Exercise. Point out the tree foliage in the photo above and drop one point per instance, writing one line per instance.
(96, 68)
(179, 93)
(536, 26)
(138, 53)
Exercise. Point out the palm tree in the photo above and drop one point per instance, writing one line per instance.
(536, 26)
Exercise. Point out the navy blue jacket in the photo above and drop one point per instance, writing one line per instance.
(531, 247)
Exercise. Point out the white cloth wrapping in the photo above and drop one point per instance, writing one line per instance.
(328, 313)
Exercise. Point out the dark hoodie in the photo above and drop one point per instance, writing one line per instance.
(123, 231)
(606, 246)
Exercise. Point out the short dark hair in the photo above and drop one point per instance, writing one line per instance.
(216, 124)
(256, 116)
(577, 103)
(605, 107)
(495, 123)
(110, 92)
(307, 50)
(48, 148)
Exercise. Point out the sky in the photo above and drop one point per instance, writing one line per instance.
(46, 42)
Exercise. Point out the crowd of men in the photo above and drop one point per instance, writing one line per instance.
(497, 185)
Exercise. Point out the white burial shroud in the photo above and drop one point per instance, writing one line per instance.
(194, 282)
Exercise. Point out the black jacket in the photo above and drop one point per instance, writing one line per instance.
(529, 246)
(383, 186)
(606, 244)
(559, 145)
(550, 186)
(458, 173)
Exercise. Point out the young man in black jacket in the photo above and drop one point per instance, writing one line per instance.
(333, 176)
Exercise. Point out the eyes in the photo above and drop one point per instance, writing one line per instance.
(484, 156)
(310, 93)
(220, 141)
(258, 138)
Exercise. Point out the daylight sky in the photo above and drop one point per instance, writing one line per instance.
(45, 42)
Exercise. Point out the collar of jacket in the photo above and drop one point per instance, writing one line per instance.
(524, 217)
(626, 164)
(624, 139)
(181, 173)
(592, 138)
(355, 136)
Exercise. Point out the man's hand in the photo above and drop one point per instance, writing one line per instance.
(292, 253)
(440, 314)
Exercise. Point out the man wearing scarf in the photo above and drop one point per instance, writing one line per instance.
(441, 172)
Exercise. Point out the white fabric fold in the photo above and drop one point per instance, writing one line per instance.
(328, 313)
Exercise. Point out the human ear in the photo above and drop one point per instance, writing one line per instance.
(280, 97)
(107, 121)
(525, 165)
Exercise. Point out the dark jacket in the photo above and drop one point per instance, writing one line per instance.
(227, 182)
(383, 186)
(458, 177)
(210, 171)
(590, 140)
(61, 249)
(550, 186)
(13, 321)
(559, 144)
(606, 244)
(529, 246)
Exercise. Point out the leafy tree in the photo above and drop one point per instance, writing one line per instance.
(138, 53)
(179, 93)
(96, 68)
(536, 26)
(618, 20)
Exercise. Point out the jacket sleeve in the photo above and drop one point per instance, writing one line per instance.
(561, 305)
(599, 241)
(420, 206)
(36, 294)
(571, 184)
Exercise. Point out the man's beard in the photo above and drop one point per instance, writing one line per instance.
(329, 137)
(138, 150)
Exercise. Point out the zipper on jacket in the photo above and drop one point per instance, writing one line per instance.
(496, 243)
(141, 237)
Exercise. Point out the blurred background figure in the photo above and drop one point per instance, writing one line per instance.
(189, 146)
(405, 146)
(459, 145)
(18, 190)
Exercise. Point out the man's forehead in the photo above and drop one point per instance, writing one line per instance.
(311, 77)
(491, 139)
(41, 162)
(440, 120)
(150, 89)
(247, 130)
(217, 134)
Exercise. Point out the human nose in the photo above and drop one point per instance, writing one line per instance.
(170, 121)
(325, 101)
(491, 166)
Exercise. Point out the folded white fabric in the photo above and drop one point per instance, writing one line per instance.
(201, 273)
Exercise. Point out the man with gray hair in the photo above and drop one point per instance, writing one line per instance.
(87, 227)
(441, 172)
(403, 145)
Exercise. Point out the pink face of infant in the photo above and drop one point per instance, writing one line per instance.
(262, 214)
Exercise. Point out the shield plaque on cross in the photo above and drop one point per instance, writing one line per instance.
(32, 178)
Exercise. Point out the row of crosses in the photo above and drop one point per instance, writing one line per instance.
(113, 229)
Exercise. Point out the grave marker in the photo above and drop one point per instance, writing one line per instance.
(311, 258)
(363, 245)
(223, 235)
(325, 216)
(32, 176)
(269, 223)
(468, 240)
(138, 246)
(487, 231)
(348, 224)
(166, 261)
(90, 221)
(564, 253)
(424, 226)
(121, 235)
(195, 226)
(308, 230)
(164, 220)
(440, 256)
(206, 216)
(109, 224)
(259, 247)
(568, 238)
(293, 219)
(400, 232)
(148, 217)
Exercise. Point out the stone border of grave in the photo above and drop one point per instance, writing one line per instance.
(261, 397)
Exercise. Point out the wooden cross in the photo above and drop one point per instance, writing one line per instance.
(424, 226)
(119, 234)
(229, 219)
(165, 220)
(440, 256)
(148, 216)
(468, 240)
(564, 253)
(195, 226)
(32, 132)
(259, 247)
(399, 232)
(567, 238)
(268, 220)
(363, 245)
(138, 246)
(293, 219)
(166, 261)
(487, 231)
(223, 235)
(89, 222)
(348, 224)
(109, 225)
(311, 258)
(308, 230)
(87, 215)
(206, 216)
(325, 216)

※ ※ ※

*YOUR OBJECTIVE*
Would you please reproduce the entries above word for word?

*OUTPUT OF THE TASK*
Exercise. Point out the tree foliage in the photo above and drop one point per instance, writing one line per instance.
(96, 68)
(179, 93)
(536, 26)
(138, 53)
Exercise. Point out the palm tree in the photo above and drop one point per instance, writing one line per instance.
(536, 26)
Exercise. Point out the navy blue jacket in the photo above and drop one point per instance, writing one line per instance.
(531, 247)
Exercise. Point out the white cloth wrapping in the photo above and drop one point per instance, writing one line per instance.
(328, 313)
Exercise. Point out the dark hoodie in the photo above and drop one point per instance, writing one line per instance.
(123, 231)
(606, 246)
Exercise. Point out the short dark hair in the photo above and drop one point per instance, writing one line per instance.
(216, 124)
(256, 116)
(577, 103)
(605, 107)
(495, 123)
(110, 92)
(307, 50)
(48, 148)
Exercise. Point out the sky in the photo above and drop one point per instance, writing one line per instance.
(46, 42)
Exercise. Point out the crowd of men in the photo above and drop one point per instance, writing one line per instance.
(497, 185)
Exercise. Point out the white burial shroud in the photo above and drop one point per instance, writing one line per instance.
(194, 282)
Exercise. Point out the black jacket in the photo above and drop one point per instance, writing one line per instance.
(529, 246)
(383, 186)
(606, 244)
(559, 145)
(550, 186)
(458, 173)
Exercise. Point out the young man in black jacket in the photo above and drop one point per instance, writing one line per instance.
(333, 176)
Exercise. Point out the eyes in the photo above and drop one point per instance, writing one line per instance.
(484, 156)
(310, 93)
(220, 141)
(258, 138)
Exercise. Point out the daylight sky in the photo above and drop one point per instance, writing one line per instance.
(45, 42)
Exercise. Point out the collar of jacket in the photo above and drop one point per instance, writing one line per instance.
(524, 217)
(626, 164)
(624, 139)
(181, 173)
(592, 138)
(355, 136)
Exercise. Point out the man's hand in the photo above and drop one point per instance, writing one line per instance.
(292, 253)
(440, 314)
Exercise. Point out the man wearing scarf in the photo above and drop one point per instance, writing one line per instance.
(441, 172)
Exercise. Point out the white fabric fold in the photo above and drop one point per instance, writing one line per instance.
(328, 313)
Exercise. Point out the human ear in the photo above and drop one point per instance, writing one line per instance.
(280, 97)
(107, 121)
(525, 165)
Exercise. Point out the dark jacket in the photo above and drop one point per instance, writing one line per instance.
(227, 182)
(383, 186)
(458, 177)
(210, 171)
(590, 140)
(61, 249)
(550, 186)
(13, 321)
(559, 144)
(606, 244)
(529, 246)
Exercise. Point out the leafy tree in the photo above and drop one point per instance, writing one line per instance.
(138, 53)
(179, 93)
(96, 68)
(536, 26)
(618, 20)
Exercise. Point out the jacket sleeve in the photo above and drop one point per instance, writing one line per instance.
(561, 305)
(599, 241)
(420, 206)
(36, 294)
(571, 184)
Exercise. Point out the man's beard in the photo above and drop one point per instance, writing one line per instance.
(329, 137)
(138, 150)
Exercise. Point out the zipper on jacket in the photo above and drop one point per instance, writing one line per instance.
(496, 243)
(141, 237)
Exercise. Point out the blurred background figure in the photo above and drop one point per instance, writing one line per instance.
(189, 146)
(405, 146)
(459, 145)
(18, 190)
Exercise. Point out the man's forehead in the photo above and drop one point per instance, writing one line per instance.
(311, 77)
(491, 139)
(41, 162)
(440, 120)
(150, 89)
(247, 130)
(217, 134)
Exercise. Point out the human nose in the photo above and drop one point per instance, writing one line per instance.
(170, 121)
(325, 101)
(491, 166)
Exercise. Point out the folded white fabric in the photo above and drop one point per instance, writing one line per instance.
(201, 273)
Exercise. Point out the man with gray hair in the photo above and drop one point per instance, writing one line per instance.
(87, 227)
(441, 172)
(403, 145)
Exercise. Point out the pink face of infant in the photo above and drop one point per instance, writing one line per instance.
(262, 214)
Exercise. Point out the shield plaque on cross in the photo above and drop one point per instance, writing one line per instance.
(32, 178)
Exercise. Point out the row of crosses in the photo above and drop one point per instance, writing one line per instance.
(113, 229)
Exercise. Point out the grave marker in the photo above and drop one point per instance, writing one line per instance.
(311, 258)
(363, 245)
(223, 235)
(325, 216)
(32, 176)
(269, 223)
(468, 240)
(138, 246)
(487, 231)
(348, 224)
(166, 261)
(90, 221)
(564, 253)
(424, 226)
(121, 235)
(195, 226)
(308, 230)
(164, 220)
(440, 256)
(206, 216)
(109, 224)
(259, 247)
(568, 238)
(293, 219)
(400, 232)
(148, 217)
Exercise. Point out the stone border of grave in the photo above and drop one point per instance, writing one line per instance.
(261, 397)
Exercise. Point out the wooden cross in the photo above and drop one point per instance, writing one line per instance.
(424, 226)
(119, 234)
(229, 219)
(165, 220)
(440, 256)
(148, 216)
(468, 240)
(564, 253)
(195, 226)
(32, 132)
(259, 247)
(399, 232)
(567, 238)
(268, 220)
(363, 245)
(138, 246)
(293, 219)
(166, 261)
(487, 231)
(223, 235)
(89, 222)
(348, 224)
(109, 225)
(311, 258)
(308, 230)
(87, 215)
(206, 216)
(325, 216)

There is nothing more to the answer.